What the exercise asks: Copy the following entries line for line, changing nothing, but leave out the pictures.
---------------
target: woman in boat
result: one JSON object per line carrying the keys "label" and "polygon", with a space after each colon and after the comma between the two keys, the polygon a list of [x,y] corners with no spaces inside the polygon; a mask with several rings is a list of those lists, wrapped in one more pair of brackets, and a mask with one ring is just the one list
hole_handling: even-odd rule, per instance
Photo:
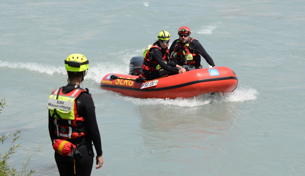
{"label": "woman in boat", "polygon": [[144,60],[142,68],[144,75],[143,73],[140,74],[140,79],[143,76],[147,80],[152,80],[186,71],[181,66],[169,60],[167,47],[170,36],[168,32],[161,31],[158,35],[158,38],[154,43],[144,49]]}
{"label": "woman in boat", "polygon": [[[98,164],[96,169],[102,167],[103,160],[92,97],[88,89],[80,87],[89,61],[82,54],[74,54],[65,63],[68,84],[52,92],[47,106],[54,157],[61,176],[90,175],[94,156],[92,142]],[[70,153],[66,153],[67,150]]]}

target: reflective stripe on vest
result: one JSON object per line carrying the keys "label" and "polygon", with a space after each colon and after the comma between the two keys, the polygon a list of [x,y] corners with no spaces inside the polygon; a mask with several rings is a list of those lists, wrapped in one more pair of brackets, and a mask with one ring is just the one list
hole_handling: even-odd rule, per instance
{"label": "reflective stripe on vest", "polygon": [[[144,58],[144,60],[143,60],[143,64],[142,65],[142,68],[147,71],[154,71],[159,70],[161,69],[161,66],[158,64],[156,61],[155,60],[152,61],[150,59],[148,58],[149,50],[154,48],[157,48],[162,50],[162,48],[156,44],[154,44],[151,46],[149,45],[143,49],[143,52],[146,52],[146,54]],[[162,58],[166,63],[167,63],[166,60],[168,56],[169,50],[168,49],[165,50],[165,53]]]}
{"label": "reflective stripe on vest", "polygon": [[172,56],[174,57],[173,60],[178,59],[182,61],[182,63],[185,64],[192,64],[196,62],[193,59],[193,56],[198,55],[199,53],[191,53],[188,50],[188,46],[193,41],[196,40],[191,38],[190,38],[190,39],[189,42],[184,46],[182,46],[180,40],[177,41]]}
{"label": "reflective stripe on vest", "polygon": [[[78,117],[75,101],[81,93],[86,90],[75,89],[65,94],[62,88],[55,90],[50,95],[47,106],[56,126],[55,134],[64,139],[74,139],[87,135],[84,127],[78,126],[80,121],[84,124],[84,119]],[[81,130],[82,129],[83,130]]]}

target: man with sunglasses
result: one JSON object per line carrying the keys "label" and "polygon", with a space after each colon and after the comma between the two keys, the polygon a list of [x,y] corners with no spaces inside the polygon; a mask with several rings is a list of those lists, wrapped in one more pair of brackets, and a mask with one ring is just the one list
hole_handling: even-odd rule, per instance
{"label": "man with sunglasses", "polygon": [[196,69],[202,68],[200,63],[201,55],[209,65],[215,66],[213,59],[199,41],[190,37],[191,30],[188,27],[181,27],[178,35],[179,38],[175,40],[169,48],[171,60],[180,65],[191,65]]}
{"label": "man with sunglasses", "polygon": [[[167,75],[186,71],[182,67],[169,59],[167,48],[170,36],[168,32],[166,31],[161,31],[158,35],[158,40],[148,50],[145,48],[143,51],[145,56],[143,55],[144,60],[142,68],[144,75],[143,73],[140,74],[140,79],[143,76],[147,80],[152,80]],[[180,67],[180,69],[177,67]]]}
---------------
Written answer:
target: woman in boat
result: one JSON object per line carrying the keys "label" and "polygon", with a space after each colon and after the comma between the two keys, the polygon a list of [x,y] corners with no spaces inside the polygon; a mask with several rings is a list of those lists, wrapped in one more pair of brackets, and a mask with one ring is just the one list
hole_handling: even-odd rule, per instance
Photo:
{"label": "woman in boat", "polygon": [[144,60],[142,68],[144,75],[143,73],[140,74],[140,79],[143,76],[147,80],[152,80],[186,71],[181,66],[169,60],[167,47],[170,36],[168,32],[161,31],[158,35],[158,38],[154,43],[144,49]]}
{"label": "woman in boat", "polygon": [[[98,164],[96,169],[102,167],[103,160],[92,97],[88,89],[80,87],[89,61],[82,54],[74,54],[65,63],[68,84],[52,92],[47,106],[54,157],[61,176],[90,175],[94,156],[92,142]],[[70,153],[66,153],[67,150]]]}

target: reflective stripe on vest
result: one JSON object per line carrying the keys "label" and "polygon", with a space after each colon and after the comma between the two keys, the polygon a list of [x,y] corners with no spaces inside the polygon; a mask with several rings is a list of those lists, wrapped in one more pair of brackets, and a mask with one ring is just the one list
hole_handling: even-odd rule, per instance
{"label": "reflective stripe on vest", "polygon": [[[144,58],[144,60],[143,60],[143,64],[142,65],[142,68],[147,71],[154,71],[159,70],[161,69],[161,66],[158,64],[156,61],[155,60],[152,61],[150,59],[148,58],[149,50],[154,48],[157,48],[162,50],[162,48],[156,44],[154,44],[151,46],[149,45],[143,49],[143,52],[146,52],[146,54]],[[162,58],[166,63],[167,63],[166,60],[168,56],[169,50],[168,49],[165,50],[165,53]]]}
{"label": "reflective stripe on vest", "polygon": [[172,56],[174,57],[173,60],[178,59],[182,61],[182,63],[185,64],[192,64],[196,62],[193,59],[193,56],[198,55],[199,53],[191,53],[188,50],[188,46],[193,41],[196,40],[191,38],[190,38],[190,39],[189,42],[184,46],[182,46],[180,40],[177,41]]}
{"label": "reflective stripe on vest", "polygon": [[[78,117],[75,101],[81,93],[86,90],[75,89],[65,94],[62,88],[55,90],[50,95],[47,106],[56,126],[55,134],[64,139],[74,139],[87,135],[84,127],[78,126],[80,121],[84,124],[84,119]],[[81,130],[82,129],[83,130]]]}

target: man with sunglasses
result: one JSON object per line carrying the keys "label" and "polygon", with a space after each colon and after the comma between the two keys, the polygon a list of [x,y] corners with no spaces inside the polygon; a mask with several rings is a list of those lists, wrapped in one more pair of brackets, and a mask with one ring is just the one list
hole_handling: even-odd rule, per instance
{"label": "man with sunglasses", "polygon": [[196,69],[202,68],[200,63],[201,55],[209,65],[215,66],[213,59],[199,41],[190,37],[191,30],[188,27],[181,27],[178,35],[179,38],[175,40],[169,48],[171,60],[180,65],[191,65]]}
{"label": "man with sunglasses", "polygon": [[[167,75],[186,71],[182,67],[169,59],[167,48],[170,36],[168,32],[166,31],[161,31],[158,35],[158,40],[148,50],[145,48],[143,51],[145,56],[143,55],[144,60],[142,68],[144,75],[143,73],[140,74],[140,79],[143,76],[147,80],[152,80]],[[180,67],[180,69],[177,67]]]}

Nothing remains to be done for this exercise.